Records from a data collection>
BEGIN

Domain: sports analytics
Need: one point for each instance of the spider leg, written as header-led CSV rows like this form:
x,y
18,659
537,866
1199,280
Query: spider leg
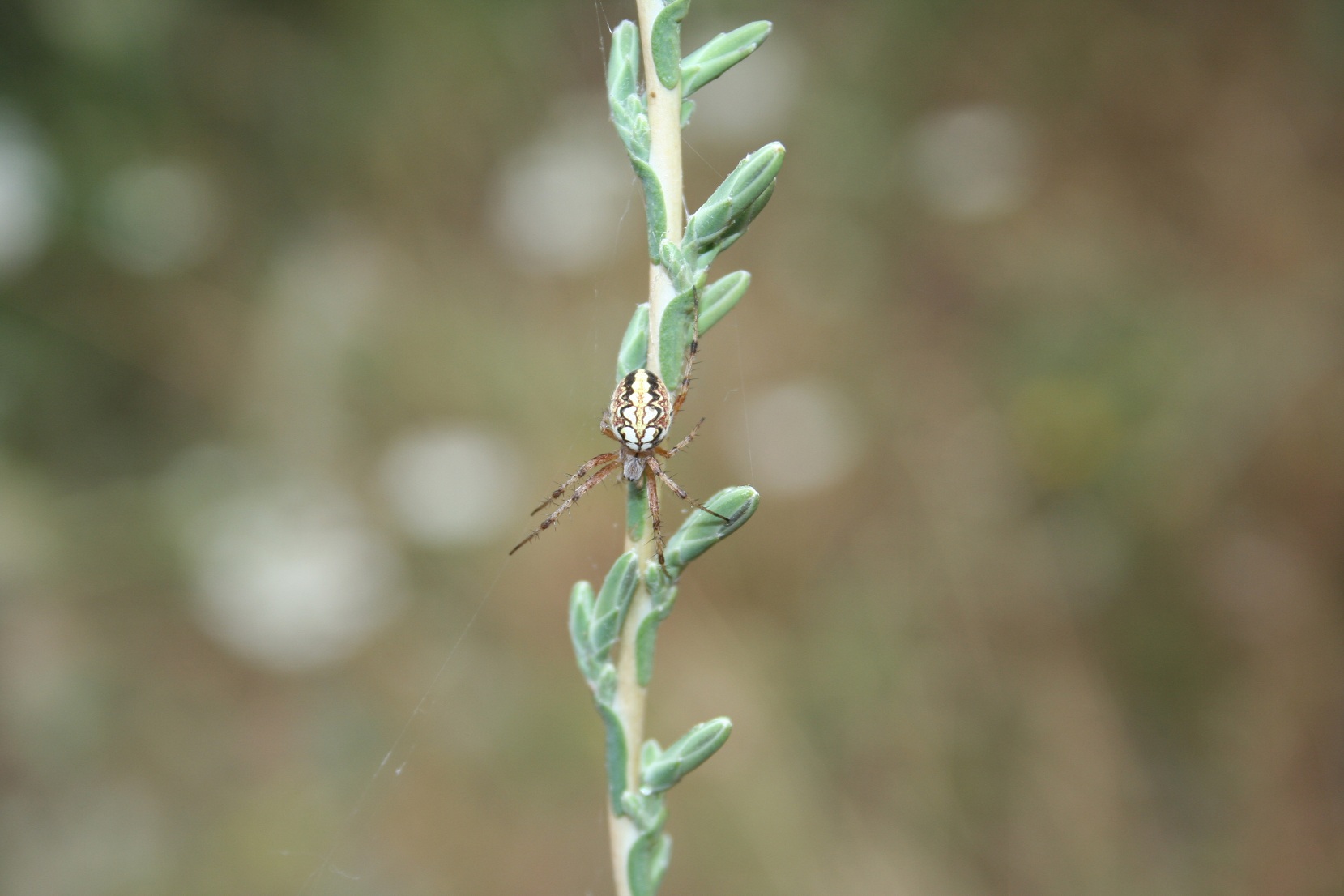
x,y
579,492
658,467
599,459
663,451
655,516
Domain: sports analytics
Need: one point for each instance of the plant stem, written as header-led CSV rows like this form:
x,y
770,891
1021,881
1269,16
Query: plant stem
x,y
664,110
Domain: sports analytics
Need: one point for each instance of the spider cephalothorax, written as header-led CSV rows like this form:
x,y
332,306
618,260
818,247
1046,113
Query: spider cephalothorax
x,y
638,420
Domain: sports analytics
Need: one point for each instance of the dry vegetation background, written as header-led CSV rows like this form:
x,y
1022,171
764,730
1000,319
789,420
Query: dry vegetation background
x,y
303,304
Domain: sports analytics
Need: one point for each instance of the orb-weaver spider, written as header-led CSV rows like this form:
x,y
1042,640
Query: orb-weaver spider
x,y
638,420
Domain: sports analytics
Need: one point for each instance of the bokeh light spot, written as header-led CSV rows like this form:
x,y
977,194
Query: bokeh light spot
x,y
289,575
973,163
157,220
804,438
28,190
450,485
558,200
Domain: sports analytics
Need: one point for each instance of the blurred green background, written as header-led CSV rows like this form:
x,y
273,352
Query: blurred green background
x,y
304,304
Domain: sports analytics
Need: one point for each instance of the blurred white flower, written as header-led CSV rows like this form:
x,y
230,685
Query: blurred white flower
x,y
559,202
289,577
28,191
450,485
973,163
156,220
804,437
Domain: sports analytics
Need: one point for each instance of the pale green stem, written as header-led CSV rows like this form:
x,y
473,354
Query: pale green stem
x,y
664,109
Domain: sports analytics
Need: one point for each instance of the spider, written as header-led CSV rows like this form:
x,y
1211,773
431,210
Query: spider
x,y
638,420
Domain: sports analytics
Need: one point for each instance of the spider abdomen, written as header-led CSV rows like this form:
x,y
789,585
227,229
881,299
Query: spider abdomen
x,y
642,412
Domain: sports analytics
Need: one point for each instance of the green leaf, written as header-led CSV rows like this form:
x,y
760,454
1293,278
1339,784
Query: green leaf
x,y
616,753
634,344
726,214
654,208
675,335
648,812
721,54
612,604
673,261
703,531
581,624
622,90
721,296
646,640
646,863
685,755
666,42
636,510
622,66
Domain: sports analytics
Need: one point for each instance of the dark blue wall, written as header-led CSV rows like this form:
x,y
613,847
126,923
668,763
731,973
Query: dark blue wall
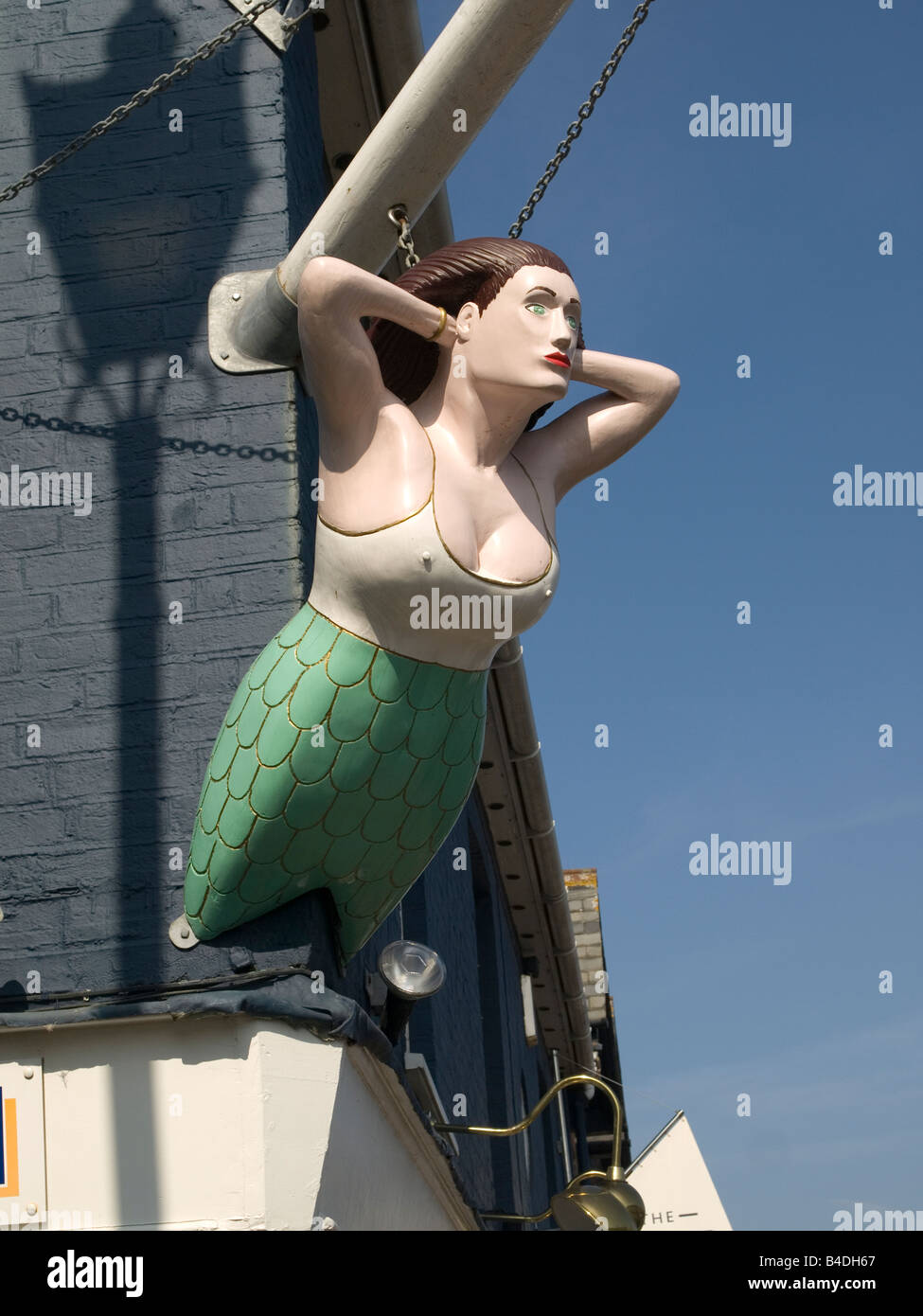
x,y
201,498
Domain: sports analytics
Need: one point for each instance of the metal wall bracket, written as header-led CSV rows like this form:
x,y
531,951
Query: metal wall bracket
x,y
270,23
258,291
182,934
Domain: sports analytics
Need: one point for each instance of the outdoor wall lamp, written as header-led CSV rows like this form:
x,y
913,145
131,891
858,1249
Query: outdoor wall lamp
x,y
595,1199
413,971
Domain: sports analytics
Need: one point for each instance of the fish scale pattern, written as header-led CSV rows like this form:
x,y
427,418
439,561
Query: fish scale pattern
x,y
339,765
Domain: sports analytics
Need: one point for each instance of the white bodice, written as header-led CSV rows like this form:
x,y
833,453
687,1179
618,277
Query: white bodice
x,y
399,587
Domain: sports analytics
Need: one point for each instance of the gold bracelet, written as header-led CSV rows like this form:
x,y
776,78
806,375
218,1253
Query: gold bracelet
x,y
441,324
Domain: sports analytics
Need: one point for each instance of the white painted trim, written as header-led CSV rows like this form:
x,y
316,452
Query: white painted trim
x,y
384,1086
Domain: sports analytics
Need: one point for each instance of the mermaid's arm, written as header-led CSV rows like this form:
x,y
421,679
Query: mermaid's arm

END

Goal of the exercise>
Scan the records for the string "mermaid" and show every line that contains it.

Written reply>
Need: one point for each instance of the mermaid's arm, written as header-led CSV rows like this form:
Query: mermaid's arm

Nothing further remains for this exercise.